### BEREITGESTELLTER TEXT:
Von der Flexibilität des Schlüsselbretts: Umfahrstraße in Linz Urfahr, 1987

Ergänzungen 29.11.2014: Ein ÖBBler, der wiederum mit anderen Eisenbahnern gesprochen hat, hat ein paar interessante Informationen über Urfahr aufgetrieben, die ich weiter unten eingearbeitet habe.

Sicherungsanlagen dienen unter anderem dazu, in Bahnhöfen Zugfahrten von einem Punkt A zu einem Punkt B sicher durchzuführen. Dazu gehört vor allem, dass die Weichen zwischen A und B richtig gestellt sind und sich während der Zugfahrt nicht umstellen lassen. Man führt die Fahrt von A nach B dabei normalerweise immer über dieselben Weichen, und zwar über jene, wo man (a) möglichst wenig andere Fahrmöglichkeiten behindert und (b) mit der höchsten Geschwindigkeit fahren kann. Hier ist ein Beispiel, wo man natürlich nicht entlang des roten Weges, sondern entlang des grünen auf Gleis 2 einfährt, weil man dabei alle Weichen in gerader Stellung befahren kann:


Für Einfahrten auf Gleis 4 muss der Zug auf jeden Fall langsam fahren, aber das Kriterium (b) – behindere möglichst wenig andere Fahrten! – fordert noch immer, dass man nicht im "Zick-Zack" fährt.

In manchen Fällen hat man aber solche alternativen Fahrten trotzdem planmäßig auf Stellwerken vorgesehen. Hier ist ein (erfundenes) Beispiel: Im Regelfall wird man von Gleis 4 auf das Streckengleis S1 über die Weichenverbindung 5/6 ausfahren. Der Grund ist, dass dann Einfahrten von S2 auf Gleis 6 über die Weichen 2 und 4 nicht behindert werden. Allerdings könnte man eine alternative Fahrmöglichkeit über die Verbindung 2/1 vorsehen, wenn häufig genug Fahrten vom Gleis 1 auf die abzweigende Strecke S' stattfinden, um diese nicht zu behindern:


Auf mechanischen und elektromechanischen Stellwerken habe ich so etwas nie gesehen oder davon gehört, auf Relaisstellwerken der ersten Generation ("Drucktastenstellwerken") wurden einzelne solche Fahrstraßen projektiert – was aber teuer war und daher nur für einzelne, betrieblich besonders "ertragreiche" Fahrstraßen vorkam –, erst in Spurplanstellwerken wurde es aufgrund der anderen Technik des Fahrstraßenaufbaus rentabel, alle vom Spurplan her möglichen Fahrstraßen zu erlauben.

### DATENAUSZUG:
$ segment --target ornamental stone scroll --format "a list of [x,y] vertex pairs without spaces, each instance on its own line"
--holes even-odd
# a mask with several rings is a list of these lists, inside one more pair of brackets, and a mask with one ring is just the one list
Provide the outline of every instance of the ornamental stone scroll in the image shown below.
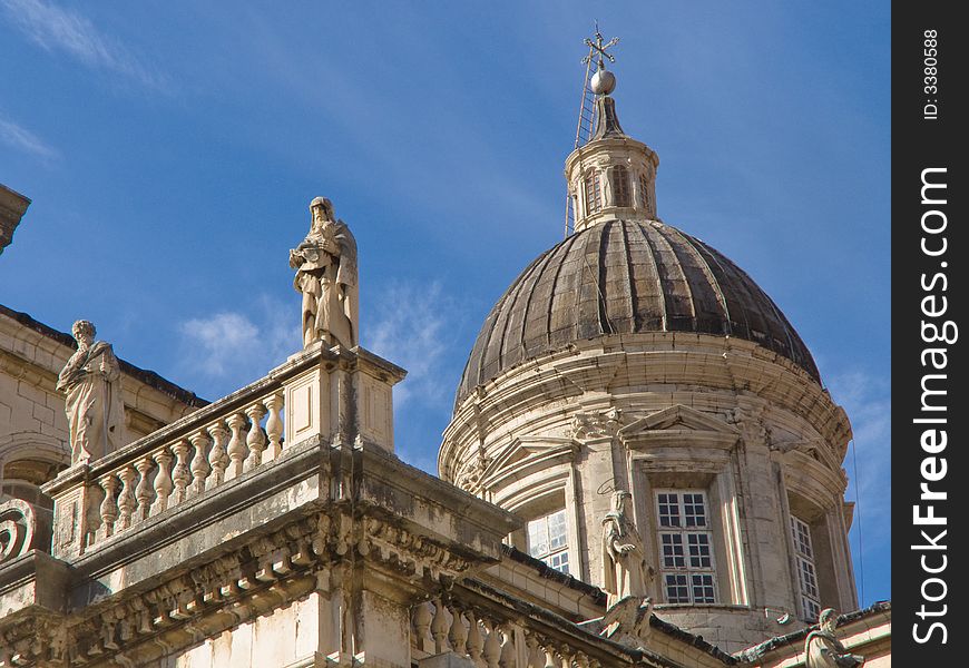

### AUFTRAG A:
Über welche Weichenverbindung fährt man laut dem Text über Stellwerke im erfundenen Beispiel im Regelfall von Gleis 4 auf das Streckengleis S1 aus?
### AUFTRAG B:
Gib aus dem Text über Stellwerke den Abschnitt von „Ergänzungen 29.11.2014: Ein“ bis „unten eingearbeitet habe.“ wortgetreu wieder.

### FERTIGE ANTWORT A:
Über die Weichenverbindung 5/6.

### FERTIGE ANTWORT B:
Ergänzungen 29.11.2014: Ein ÖBBler, der wiederum mit anderen Eisenbahnern gesprochen hat, hat ein paar interessante Informationen über Urfahr aufgetrieben, die ich weiter unten eingearbeitet habe.